***** PROVIDED MATERIAL
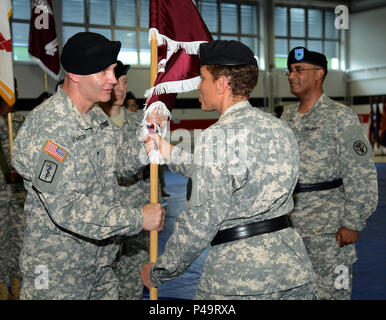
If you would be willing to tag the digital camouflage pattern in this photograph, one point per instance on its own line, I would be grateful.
(332, 145)
(134, 251)
(73, 204)
(12, 217)
(254, 182)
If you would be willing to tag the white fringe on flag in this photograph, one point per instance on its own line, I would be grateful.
(159, 107)
(191, 47)
(174, 86)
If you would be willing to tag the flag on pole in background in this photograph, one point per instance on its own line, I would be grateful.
(7, 87)
(179, 29)
(382, 134)
(43, 43)
(371, 125)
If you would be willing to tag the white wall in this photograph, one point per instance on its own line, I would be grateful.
(367, 52)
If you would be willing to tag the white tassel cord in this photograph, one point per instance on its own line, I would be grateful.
(174, 86)
(159, 108)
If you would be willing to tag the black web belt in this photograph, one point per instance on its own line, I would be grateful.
(308, 187)
(252, 229)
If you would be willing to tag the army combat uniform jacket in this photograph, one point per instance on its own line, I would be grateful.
(244, 170)
(70, 162)
(332, 145)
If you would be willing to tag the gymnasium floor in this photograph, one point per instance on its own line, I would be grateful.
(369, 276)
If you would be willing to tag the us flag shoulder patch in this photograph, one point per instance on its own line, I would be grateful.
(55, 151)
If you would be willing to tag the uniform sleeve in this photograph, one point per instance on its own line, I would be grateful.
(181, 162)
(208, 200)
(358, 173)
(131, 155)
(63, 195)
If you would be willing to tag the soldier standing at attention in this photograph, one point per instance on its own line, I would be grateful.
(134, 250)
(69, 155)
(12, 217)
(337, 189)
(238, 194)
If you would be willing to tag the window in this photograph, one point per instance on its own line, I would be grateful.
(21, 13)
(123, 20)
(229, 20)
(313, 28)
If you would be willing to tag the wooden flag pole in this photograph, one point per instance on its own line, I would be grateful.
(153, 166)
(10, 132)
(45, 82)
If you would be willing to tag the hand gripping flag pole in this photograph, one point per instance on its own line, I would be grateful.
(176, 30)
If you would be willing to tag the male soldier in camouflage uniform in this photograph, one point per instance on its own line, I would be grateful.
(337, 188)
(134, 250)
(12, 217)
(238, 204)
(69, 155)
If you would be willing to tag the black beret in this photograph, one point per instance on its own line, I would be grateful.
(88, 52)
(121, 69)
(301, 54)
(226, 53)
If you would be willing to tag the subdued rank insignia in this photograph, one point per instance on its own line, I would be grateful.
(360, 147)
(104, 124)
(48, 171)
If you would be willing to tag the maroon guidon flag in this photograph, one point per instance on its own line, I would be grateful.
(179, 30)
(43, 43)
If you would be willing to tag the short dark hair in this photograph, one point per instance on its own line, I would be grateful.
(242, 78)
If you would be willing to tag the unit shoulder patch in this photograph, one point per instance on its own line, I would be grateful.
(55, 151)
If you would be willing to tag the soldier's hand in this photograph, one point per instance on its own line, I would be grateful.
(153, 217)
(346, 236)
(145, 274)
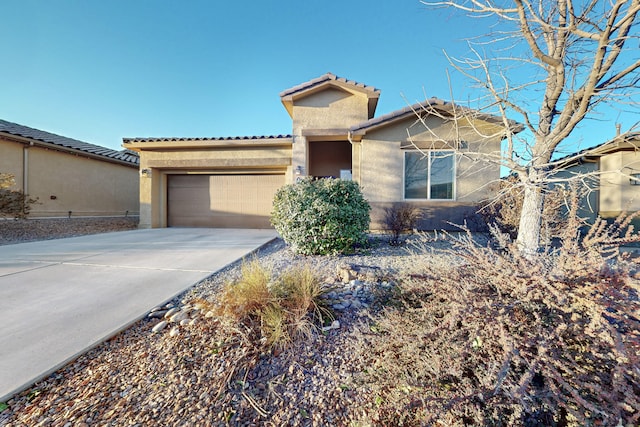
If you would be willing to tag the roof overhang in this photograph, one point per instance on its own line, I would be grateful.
(31, 142)
(151, 144)
(431, 106)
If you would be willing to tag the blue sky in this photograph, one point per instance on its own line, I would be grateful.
(99, 71)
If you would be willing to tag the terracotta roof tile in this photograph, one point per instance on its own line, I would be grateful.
(324, 78)
(188, 139)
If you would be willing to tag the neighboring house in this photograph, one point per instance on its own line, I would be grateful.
(418, 154)
(612, 171)
(67, 176)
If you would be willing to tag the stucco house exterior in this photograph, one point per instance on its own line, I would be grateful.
(613, 169)
(419, 154)
(67, 176)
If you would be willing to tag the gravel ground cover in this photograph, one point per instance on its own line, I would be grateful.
(29, 230)
(188, 374)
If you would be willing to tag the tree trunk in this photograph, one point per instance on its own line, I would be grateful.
(528, 239)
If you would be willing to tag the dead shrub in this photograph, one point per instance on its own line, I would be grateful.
(504, 211)
(400, 218)
(13, 203)
(495, 338)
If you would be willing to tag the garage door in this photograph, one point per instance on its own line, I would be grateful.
(229, 201)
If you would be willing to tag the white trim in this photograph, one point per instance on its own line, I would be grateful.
(427, 153)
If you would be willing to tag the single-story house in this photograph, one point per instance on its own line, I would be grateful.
(612, 171)
(422, 154)
(67, 176)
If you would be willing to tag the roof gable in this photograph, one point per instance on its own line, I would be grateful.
(324, 82)
(96, 151)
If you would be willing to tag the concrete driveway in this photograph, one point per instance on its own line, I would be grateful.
(58, 298)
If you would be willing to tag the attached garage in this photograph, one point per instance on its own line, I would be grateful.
(227, 201)
(211, 182)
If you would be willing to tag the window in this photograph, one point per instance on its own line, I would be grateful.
(429, 175)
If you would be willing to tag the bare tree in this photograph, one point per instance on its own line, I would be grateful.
(574, 59)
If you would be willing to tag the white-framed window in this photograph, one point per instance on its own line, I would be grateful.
(429, 175)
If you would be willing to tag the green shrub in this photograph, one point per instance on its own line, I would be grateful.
(13, 203)
(319, 217)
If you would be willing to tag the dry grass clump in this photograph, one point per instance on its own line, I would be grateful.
(493, 338)
(276, 310)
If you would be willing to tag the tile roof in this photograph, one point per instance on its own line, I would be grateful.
(325, 78)
(188, 139)
(122, 156)
(624, 142)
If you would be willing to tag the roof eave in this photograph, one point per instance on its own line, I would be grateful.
(67, 150)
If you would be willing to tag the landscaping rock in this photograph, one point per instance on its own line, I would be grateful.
(159, 326)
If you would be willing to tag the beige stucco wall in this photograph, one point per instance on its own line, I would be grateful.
(327, 114)
(205, 157)
(616, 193)
(589, 182)
(11, 161)
(64, 182)
(380, 160)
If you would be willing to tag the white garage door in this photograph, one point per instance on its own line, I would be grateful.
(229, 201)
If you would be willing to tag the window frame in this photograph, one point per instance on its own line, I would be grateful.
(427, 154)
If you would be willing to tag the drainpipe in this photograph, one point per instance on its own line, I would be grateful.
(25, 168)
(359, 157)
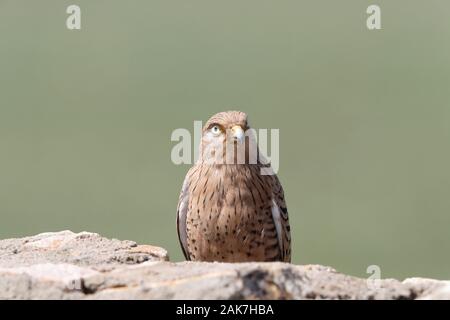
**********
- [WHAT YOU SHOULD DO]: Make an exact copy of the lines above, starting at the line that contains "If you would be willing to tag the roof eave" and running through the final line of the entries. Omit the pictures.

- [ANSWER TO THIS EXERCISE]:
If you would be willing to tag the roof eave in this photograph, one point per instance on its own line, I would be grateful.
(67, 150)
If you would be willing to tag the landscaping rock in this photograph, one point per instance on its own line, I would be grateful.
(159, 326)
If you would be willing to tag the beige stucco wall in this photograph, one point per instance on its own line, I would be grateful.
(327, 114)
(205, 157)
(616, 193)
(589, 182)
(11, 161)
(64, 182)
(380, 160)
If you would be willing to tag the white garage door in this photograph, one point per instance on its own line, I would be grateful.
(229, 201)
If you would be willing to tag the window frame in this photograph, one point per instance on its own line, I would be grateful.
(427, 154)
If you would be willing to tag the drainpipe in this photograph, one point per instance on its own line, I would be grateful.
(25, 168)
(359, 157)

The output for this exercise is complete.